■ To be done: Copy every item below line for line, without changing a single character.

■ Extracted information:
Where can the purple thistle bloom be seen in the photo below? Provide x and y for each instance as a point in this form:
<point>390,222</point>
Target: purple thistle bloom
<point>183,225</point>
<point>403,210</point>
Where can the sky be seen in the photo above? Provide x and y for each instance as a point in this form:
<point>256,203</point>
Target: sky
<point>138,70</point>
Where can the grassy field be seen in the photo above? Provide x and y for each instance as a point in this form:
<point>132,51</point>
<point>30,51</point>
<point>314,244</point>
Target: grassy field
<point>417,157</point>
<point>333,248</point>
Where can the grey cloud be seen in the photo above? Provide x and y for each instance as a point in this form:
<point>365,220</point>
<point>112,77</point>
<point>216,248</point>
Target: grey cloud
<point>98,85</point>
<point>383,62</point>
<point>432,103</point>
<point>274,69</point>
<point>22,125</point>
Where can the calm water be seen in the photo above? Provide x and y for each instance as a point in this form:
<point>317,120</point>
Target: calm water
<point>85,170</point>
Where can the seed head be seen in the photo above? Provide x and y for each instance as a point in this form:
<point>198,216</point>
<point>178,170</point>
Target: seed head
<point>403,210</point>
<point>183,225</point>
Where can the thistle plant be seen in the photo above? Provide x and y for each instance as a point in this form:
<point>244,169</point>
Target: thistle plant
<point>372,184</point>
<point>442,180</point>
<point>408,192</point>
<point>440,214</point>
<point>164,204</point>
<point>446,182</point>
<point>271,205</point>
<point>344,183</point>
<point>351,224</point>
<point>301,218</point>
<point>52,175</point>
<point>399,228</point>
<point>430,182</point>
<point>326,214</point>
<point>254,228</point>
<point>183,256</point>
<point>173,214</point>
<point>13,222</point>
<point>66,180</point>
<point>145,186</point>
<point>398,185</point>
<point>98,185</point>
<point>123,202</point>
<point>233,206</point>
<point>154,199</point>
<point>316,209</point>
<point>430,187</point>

■ Answer to this problem:
Where can the purple thistle bloom be seen in the photo below? Provide x and y for each instance as a point in this form:
<point>390,222</point>
Target: purple thistle bloom
<point>183,225</point>
<point>403,210</point>
Where can the sky be seen in the photo above? Provide x and y for each instance as a point in this form:
<point>256,203</point>
Target: sky
<point>138,70</point>
Where can the grassy field be seen in the photo above? Provide x and y for each instance as a point in this form:
<point>132,51</point>
<point>30,51</point>
<point>314,244</point>
Target: grassy field
<point>417,157</point>
<point>333,248</point>
Where can the grey cloud be seen in the photo above? Provide x and y for each instance as a point in this form:
<point>365,220</point>
<point>112,77</point>
<point>216,248</point>
Target: grey cloud
<point>98,85</point>
<point>383,62</point>
<point>432,103</point>
<point>274,69</point>
<point>22,125</point>
Where can the calm water be seen in the photo above? Provide x and y for each instance as a point in this form:
<point>317,120</point>
Target: calm water
<point>85,170</point>
Where can the seed head be seen in the photo above? Provide x and y for each instance as a point in this form:
<point>198,216</point>
<point>178,170</point>
Target: seed head
<point>403,210</point>
<point>183,225</point>
Where can the thistle plant be seen in the photo above? Provide x and y for each instance as a point in this form:
<point>244,169</point>
Target: thistle plant
<point>372,184</point>
<point>442,180</point>
<point>408,192</point>
<point>440,214</point>
<point>164,204</point>
<point>446,182</point>
<point>271,205</point>
<point>344,183</point>
<point>351,224</point>
<point>301,218</point>
<point>52,175</point>
<point>399,228</point>
<point>430,182</point>
<point>326,214</point>
<point>254,228</point>
<point>183,256</point>
<point>173,214</point>
<point>13,222</point>
<point>66,180</point>
<point>145,186</point>
<point>398,185</point>
<point>98,185</point>
<point>123,202</point>
<point>233,206</point>
<point>154,199</point>
<point>316,209</point>
<point>430,187</point>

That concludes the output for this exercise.